───── Source records
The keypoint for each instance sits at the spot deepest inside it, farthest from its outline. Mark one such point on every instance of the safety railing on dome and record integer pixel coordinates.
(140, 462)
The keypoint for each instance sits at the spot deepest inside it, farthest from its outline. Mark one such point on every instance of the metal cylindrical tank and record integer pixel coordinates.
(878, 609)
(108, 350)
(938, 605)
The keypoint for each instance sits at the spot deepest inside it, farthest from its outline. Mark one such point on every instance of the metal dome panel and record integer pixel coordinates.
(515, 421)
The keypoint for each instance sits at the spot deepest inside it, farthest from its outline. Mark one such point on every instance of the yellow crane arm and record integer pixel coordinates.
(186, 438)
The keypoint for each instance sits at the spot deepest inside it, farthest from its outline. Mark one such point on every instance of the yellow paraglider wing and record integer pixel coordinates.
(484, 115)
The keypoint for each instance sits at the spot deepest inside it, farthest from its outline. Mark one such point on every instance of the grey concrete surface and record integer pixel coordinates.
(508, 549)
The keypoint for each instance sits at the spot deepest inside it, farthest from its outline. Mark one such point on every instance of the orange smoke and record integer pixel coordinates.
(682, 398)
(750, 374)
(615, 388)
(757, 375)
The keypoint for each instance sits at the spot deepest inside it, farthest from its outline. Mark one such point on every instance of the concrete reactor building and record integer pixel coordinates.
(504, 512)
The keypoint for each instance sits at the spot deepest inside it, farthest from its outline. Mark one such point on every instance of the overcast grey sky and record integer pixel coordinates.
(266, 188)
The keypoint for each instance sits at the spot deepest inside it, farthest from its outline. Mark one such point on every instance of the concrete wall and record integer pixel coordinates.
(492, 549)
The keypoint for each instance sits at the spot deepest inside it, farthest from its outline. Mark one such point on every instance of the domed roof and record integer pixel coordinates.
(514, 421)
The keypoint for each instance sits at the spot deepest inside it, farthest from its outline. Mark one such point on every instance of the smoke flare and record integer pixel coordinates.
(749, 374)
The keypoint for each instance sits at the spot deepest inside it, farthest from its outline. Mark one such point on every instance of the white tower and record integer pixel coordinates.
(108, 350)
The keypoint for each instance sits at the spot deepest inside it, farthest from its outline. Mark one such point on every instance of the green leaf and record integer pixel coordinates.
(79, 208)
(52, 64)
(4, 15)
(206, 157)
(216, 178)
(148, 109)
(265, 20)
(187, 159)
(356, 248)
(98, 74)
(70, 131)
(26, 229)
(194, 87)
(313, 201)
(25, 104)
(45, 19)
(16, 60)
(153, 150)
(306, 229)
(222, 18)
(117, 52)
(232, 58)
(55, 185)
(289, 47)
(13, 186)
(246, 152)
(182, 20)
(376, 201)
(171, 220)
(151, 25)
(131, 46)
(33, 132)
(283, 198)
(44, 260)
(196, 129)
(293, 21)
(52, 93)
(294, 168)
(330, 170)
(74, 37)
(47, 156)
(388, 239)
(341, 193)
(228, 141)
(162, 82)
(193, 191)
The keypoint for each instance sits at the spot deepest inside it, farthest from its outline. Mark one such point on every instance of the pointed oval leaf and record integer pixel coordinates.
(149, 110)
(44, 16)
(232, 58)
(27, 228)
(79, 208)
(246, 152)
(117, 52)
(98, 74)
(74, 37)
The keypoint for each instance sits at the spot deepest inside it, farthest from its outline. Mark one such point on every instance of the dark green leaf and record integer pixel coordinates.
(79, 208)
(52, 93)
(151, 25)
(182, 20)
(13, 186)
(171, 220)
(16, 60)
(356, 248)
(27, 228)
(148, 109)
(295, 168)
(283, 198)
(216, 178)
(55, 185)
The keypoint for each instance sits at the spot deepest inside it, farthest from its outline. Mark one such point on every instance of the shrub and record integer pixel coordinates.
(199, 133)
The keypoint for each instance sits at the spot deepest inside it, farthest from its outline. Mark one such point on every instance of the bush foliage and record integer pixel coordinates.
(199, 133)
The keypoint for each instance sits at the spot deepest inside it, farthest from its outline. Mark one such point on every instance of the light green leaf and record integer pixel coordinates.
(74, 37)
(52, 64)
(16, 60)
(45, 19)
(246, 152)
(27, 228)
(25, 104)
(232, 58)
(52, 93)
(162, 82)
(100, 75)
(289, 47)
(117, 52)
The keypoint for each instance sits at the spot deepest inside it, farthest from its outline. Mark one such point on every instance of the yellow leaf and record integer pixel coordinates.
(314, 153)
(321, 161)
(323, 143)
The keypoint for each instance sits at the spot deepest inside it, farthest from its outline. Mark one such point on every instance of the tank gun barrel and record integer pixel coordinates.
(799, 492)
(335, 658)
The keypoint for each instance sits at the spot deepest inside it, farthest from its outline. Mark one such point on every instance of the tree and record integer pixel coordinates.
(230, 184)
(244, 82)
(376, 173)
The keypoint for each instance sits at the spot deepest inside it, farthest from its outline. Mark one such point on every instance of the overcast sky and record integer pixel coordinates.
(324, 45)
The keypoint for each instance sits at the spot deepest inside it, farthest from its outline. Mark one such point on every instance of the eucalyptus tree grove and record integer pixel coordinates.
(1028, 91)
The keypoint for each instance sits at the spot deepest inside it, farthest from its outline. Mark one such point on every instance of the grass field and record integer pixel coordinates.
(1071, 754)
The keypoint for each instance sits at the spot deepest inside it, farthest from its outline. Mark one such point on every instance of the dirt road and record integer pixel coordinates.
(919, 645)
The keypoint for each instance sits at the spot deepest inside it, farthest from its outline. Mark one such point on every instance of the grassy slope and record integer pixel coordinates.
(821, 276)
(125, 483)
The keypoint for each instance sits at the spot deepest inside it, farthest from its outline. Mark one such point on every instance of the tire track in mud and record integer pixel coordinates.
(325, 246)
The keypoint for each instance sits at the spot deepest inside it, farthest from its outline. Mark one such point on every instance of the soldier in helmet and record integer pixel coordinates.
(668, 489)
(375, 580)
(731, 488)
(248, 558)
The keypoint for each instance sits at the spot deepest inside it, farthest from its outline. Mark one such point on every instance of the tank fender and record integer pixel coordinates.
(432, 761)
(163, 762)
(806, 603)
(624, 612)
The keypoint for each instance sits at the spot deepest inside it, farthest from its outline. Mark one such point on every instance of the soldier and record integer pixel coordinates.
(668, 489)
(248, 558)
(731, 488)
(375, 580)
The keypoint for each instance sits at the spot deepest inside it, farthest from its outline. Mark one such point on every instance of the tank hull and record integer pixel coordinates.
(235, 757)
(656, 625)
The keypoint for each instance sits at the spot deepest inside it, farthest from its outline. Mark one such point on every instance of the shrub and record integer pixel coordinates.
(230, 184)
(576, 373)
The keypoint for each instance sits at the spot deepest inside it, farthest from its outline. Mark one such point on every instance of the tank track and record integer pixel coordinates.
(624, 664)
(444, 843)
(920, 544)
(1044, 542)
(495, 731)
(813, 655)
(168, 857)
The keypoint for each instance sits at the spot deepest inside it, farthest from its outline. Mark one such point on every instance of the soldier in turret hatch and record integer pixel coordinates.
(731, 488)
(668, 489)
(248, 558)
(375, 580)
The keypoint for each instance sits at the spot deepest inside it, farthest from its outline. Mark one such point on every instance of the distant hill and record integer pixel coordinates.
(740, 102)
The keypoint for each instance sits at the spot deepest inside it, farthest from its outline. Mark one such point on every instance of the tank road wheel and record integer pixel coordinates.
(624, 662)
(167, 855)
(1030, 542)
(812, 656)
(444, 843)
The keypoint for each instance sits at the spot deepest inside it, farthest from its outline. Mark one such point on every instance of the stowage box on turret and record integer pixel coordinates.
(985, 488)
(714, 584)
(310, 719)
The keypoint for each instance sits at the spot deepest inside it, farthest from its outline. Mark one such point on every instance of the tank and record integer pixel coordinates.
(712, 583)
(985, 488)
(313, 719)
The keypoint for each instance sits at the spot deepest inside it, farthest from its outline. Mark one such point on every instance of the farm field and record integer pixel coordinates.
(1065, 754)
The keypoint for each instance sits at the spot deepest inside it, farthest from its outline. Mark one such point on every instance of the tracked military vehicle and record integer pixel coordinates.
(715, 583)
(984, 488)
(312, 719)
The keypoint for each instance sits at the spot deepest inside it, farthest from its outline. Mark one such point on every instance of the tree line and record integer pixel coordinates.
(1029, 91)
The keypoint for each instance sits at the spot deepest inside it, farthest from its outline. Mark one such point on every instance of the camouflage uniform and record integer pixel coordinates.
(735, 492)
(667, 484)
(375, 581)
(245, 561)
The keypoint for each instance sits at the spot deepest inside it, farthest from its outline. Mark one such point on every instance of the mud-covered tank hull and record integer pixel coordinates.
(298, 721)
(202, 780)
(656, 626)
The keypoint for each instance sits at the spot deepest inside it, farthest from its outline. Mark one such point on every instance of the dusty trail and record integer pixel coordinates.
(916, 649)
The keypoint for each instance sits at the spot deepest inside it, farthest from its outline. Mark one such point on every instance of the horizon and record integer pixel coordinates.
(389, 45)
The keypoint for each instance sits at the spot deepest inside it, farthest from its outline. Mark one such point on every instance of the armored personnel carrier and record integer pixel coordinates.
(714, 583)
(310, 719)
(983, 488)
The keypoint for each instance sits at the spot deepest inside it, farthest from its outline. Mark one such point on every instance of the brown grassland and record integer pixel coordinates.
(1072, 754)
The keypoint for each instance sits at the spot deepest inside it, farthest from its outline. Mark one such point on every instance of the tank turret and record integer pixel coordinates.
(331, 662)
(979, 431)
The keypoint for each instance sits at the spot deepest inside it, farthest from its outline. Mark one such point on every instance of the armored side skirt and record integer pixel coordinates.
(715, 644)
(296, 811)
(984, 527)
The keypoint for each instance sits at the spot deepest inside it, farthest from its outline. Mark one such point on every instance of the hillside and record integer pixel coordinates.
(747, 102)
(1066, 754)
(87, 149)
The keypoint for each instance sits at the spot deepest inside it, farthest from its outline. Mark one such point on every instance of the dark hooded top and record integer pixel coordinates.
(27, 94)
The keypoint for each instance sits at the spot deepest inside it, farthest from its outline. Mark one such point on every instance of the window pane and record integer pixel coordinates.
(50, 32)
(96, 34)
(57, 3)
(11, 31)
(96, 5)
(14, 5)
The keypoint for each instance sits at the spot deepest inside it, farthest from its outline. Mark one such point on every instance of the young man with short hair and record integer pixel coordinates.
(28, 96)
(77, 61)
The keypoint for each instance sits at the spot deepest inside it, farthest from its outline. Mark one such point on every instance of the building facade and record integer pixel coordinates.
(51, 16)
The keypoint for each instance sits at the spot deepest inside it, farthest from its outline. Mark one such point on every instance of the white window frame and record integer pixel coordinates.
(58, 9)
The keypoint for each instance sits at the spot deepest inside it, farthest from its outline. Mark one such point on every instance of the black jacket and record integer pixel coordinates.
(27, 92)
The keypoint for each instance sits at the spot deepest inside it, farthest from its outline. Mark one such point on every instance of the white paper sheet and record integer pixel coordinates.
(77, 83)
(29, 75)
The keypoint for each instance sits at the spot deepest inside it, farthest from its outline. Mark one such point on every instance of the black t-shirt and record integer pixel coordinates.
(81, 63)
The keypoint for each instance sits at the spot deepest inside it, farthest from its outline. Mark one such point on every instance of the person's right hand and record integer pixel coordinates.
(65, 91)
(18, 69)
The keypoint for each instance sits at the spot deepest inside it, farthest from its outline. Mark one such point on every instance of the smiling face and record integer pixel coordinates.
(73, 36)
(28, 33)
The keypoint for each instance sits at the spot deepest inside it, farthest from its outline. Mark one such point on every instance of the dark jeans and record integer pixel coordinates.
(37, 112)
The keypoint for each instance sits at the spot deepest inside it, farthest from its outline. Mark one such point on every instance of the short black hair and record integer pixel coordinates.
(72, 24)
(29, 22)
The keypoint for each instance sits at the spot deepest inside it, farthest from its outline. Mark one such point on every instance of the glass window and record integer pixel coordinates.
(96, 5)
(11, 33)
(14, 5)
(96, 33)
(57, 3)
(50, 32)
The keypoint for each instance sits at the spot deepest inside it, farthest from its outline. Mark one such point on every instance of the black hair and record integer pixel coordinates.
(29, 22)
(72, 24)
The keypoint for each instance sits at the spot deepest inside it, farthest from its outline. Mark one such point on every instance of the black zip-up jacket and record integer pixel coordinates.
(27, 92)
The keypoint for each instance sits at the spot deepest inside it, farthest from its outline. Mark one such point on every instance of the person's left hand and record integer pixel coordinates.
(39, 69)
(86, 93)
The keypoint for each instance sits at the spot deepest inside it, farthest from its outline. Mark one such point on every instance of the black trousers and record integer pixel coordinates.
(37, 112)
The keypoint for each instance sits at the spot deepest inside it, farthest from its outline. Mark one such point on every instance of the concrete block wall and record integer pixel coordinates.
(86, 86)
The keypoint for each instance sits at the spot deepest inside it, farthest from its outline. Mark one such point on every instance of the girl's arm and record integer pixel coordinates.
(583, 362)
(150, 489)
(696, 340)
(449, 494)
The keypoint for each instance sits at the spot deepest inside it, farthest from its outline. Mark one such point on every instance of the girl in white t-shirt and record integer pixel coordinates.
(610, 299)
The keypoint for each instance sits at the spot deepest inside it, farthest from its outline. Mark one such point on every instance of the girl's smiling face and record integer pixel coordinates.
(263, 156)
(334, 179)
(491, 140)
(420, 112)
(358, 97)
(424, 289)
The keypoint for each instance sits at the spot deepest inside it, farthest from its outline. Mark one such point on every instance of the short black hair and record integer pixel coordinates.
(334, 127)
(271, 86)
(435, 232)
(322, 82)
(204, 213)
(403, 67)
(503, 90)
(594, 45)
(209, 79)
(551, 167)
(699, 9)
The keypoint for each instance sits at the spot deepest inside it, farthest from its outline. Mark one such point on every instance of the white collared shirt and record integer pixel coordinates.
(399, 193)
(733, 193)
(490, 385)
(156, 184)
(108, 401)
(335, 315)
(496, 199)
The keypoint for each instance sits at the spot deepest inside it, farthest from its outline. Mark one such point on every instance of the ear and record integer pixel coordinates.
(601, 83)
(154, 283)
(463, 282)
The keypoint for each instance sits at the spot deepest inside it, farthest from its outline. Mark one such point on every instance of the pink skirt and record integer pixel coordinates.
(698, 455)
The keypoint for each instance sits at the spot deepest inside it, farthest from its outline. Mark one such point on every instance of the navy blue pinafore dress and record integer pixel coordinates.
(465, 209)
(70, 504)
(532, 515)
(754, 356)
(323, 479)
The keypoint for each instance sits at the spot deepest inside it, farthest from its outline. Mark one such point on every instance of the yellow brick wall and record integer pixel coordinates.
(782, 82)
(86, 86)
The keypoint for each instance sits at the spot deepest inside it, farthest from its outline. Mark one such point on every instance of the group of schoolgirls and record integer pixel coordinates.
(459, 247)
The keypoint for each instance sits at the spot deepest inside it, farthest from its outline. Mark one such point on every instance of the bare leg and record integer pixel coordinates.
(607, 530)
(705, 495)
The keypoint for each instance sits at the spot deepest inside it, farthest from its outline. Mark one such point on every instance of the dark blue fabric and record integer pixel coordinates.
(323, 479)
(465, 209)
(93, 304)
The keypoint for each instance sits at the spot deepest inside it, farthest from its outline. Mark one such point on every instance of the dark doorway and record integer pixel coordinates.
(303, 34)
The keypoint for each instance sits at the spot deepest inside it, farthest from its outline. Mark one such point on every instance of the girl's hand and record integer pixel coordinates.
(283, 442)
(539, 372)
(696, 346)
──────────
→ **Directions for this task**
Output the lines starting with the line that contains "grove and record integer pixel coordinates." and going on through the line that contains "(1071, 754)" as a JSON list of strings, one string per line, with blank lines left out.

→ **Result**
[
  "The keypoint for each instance sits at the spot deepest inside it, farthest from its outline. Mark one such point on every instance of the eucalyptus tree grove and record integer pixel coordinates.",
  "(1028, 91)",
  "The keypoint for each instance sits at the spot deepest inside it, farthest from its outline. Mark one such point on every instance of the grass field and record integer pixel coordinates.",
  "(1071, 754)"
]